# Entries shown:
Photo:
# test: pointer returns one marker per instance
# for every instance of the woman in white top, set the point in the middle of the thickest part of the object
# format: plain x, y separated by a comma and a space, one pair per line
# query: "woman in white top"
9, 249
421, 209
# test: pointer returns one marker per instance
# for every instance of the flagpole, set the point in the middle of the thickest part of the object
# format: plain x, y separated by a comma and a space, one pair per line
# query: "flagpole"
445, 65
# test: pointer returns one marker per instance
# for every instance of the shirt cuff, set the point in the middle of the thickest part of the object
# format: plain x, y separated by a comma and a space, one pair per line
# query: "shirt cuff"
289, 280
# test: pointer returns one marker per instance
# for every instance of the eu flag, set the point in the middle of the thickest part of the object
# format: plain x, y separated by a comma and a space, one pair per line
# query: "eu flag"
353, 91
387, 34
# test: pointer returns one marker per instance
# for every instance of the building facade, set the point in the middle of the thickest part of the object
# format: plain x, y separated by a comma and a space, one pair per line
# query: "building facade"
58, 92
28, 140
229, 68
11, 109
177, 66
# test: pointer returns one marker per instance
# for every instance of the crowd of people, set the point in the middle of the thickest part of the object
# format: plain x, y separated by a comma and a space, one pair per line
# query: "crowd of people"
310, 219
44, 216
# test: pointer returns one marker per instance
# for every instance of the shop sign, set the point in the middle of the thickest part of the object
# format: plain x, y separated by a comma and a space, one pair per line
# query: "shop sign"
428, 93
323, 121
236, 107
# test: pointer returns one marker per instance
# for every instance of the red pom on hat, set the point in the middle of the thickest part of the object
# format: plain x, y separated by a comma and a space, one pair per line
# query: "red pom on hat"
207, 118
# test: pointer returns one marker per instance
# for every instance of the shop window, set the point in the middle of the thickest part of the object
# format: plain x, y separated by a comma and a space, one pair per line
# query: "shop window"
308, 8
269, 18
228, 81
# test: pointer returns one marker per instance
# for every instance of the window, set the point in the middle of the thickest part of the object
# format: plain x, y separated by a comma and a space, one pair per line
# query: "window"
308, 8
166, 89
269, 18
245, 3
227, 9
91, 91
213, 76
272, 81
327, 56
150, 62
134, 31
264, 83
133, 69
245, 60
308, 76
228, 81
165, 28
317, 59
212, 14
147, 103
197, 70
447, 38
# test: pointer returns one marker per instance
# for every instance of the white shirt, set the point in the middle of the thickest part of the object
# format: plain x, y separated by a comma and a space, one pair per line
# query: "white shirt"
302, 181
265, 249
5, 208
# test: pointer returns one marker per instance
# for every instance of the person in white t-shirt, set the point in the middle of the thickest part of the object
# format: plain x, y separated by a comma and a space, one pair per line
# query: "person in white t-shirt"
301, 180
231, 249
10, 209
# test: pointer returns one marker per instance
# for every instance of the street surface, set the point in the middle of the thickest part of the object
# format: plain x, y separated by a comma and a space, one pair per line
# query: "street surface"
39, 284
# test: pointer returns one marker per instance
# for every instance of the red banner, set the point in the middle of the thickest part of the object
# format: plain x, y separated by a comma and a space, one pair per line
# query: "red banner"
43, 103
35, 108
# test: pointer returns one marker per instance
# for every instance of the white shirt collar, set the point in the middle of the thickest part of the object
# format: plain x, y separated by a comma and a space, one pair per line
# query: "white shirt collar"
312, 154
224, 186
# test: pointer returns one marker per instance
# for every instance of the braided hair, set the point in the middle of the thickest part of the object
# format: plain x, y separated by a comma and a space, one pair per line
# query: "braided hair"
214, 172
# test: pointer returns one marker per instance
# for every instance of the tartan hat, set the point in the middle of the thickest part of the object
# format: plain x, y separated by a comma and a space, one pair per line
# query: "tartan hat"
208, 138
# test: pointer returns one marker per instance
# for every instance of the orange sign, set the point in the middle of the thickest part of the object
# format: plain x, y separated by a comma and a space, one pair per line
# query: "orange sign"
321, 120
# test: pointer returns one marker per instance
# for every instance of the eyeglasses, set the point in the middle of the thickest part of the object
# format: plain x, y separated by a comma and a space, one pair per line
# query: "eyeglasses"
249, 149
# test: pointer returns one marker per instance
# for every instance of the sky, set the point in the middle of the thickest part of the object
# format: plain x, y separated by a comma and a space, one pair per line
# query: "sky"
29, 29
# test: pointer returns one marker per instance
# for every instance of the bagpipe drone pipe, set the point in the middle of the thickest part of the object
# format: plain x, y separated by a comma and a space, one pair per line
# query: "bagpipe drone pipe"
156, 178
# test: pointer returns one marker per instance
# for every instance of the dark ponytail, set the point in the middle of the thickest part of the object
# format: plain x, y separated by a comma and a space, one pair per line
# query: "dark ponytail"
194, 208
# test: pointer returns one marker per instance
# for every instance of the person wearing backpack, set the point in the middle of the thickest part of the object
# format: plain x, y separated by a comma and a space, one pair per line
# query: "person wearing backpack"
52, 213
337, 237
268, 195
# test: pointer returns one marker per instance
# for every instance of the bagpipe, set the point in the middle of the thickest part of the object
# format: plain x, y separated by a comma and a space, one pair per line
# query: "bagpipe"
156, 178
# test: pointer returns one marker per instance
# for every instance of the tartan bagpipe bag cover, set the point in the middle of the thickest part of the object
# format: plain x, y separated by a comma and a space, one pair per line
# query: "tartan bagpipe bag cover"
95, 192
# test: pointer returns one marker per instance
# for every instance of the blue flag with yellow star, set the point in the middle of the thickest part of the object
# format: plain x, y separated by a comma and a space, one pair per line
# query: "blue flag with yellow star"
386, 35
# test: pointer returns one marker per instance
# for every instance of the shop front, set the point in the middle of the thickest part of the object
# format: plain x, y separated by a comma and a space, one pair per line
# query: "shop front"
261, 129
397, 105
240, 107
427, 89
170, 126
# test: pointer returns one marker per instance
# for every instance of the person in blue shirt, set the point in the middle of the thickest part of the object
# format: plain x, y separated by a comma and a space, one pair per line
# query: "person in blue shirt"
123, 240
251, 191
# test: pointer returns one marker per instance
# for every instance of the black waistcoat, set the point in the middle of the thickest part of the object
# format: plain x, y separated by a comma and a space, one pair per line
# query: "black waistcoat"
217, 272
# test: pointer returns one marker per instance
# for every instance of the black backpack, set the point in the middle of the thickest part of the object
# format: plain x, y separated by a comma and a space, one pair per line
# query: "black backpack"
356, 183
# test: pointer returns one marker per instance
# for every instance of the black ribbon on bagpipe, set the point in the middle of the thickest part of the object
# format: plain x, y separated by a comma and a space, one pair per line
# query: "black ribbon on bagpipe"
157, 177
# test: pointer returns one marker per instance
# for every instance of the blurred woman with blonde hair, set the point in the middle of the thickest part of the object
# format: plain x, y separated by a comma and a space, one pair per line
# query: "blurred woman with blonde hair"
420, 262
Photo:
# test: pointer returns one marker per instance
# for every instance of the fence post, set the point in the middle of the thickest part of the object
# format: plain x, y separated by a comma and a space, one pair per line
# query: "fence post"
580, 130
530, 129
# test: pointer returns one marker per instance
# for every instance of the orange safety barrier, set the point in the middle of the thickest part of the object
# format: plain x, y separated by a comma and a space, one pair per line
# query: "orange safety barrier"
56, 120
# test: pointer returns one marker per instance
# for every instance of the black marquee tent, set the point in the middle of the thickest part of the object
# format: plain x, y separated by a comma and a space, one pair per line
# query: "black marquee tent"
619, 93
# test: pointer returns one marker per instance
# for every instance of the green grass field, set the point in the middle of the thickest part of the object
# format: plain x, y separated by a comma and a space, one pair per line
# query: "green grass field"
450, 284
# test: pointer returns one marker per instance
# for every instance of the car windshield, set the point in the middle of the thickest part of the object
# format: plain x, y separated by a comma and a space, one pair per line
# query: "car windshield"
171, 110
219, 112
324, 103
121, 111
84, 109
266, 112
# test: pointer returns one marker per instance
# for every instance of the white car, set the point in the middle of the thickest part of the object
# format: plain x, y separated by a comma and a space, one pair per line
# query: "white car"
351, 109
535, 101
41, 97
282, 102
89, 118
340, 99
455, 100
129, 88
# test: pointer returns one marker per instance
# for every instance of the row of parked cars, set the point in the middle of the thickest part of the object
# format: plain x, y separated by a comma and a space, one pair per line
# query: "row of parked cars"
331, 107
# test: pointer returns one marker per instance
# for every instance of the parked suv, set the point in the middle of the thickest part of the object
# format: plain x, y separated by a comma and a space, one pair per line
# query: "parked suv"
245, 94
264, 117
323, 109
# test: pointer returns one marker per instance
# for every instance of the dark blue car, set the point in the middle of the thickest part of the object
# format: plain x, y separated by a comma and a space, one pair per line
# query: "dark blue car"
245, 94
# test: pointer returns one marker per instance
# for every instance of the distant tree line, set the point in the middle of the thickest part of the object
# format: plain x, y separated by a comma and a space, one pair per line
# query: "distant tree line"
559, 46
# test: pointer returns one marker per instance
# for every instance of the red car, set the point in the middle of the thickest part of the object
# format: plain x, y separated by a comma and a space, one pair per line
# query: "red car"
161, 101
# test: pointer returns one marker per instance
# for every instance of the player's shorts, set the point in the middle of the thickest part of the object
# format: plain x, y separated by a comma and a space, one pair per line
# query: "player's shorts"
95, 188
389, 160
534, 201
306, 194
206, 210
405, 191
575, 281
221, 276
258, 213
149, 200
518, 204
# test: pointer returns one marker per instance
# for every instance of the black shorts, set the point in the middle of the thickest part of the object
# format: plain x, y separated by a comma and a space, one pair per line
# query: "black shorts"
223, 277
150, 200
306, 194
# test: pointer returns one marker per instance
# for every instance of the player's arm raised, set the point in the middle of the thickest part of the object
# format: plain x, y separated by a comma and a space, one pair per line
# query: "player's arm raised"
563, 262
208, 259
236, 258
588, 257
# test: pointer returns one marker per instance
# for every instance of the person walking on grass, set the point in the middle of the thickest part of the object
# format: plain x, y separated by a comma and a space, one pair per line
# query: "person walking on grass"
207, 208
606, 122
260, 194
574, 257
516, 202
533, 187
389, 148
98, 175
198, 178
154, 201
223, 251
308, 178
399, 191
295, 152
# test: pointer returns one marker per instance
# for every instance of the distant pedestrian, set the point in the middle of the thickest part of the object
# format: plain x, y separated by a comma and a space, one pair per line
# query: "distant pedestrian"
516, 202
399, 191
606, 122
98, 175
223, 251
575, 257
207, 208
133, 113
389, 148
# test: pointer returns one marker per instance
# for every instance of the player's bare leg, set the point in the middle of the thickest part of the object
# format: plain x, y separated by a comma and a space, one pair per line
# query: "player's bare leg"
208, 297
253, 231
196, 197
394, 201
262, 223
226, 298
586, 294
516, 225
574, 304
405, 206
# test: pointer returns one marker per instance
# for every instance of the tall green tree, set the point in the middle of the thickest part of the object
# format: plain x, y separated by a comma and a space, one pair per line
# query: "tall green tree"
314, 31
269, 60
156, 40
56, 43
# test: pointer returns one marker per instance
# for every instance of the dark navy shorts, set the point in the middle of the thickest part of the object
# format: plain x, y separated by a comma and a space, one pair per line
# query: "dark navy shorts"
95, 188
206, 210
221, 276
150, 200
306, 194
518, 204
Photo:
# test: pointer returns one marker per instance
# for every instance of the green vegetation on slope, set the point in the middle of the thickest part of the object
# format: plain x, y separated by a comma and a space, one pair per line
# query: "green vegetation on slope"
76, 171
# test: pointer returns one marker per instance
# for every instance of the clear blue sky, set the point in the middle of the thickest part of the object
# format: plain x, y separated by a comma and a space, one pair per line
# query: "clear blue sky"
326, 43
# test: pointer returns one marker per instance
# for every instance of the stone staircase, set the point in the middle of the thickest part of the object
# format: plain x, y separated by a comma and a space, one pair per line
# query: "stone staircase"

# Written exercise:
Gather every line of the listing above that contains the word "distant", and copy each one.

# Answer to this problem:
# for every instance of the distant tree line, set the point in the middle of the thickest part of the object
# query: "distant tree line"
# for every instance of the distant pedestrian, set the point in the middle of the thickest part of the object
# query: "distant pedestrian"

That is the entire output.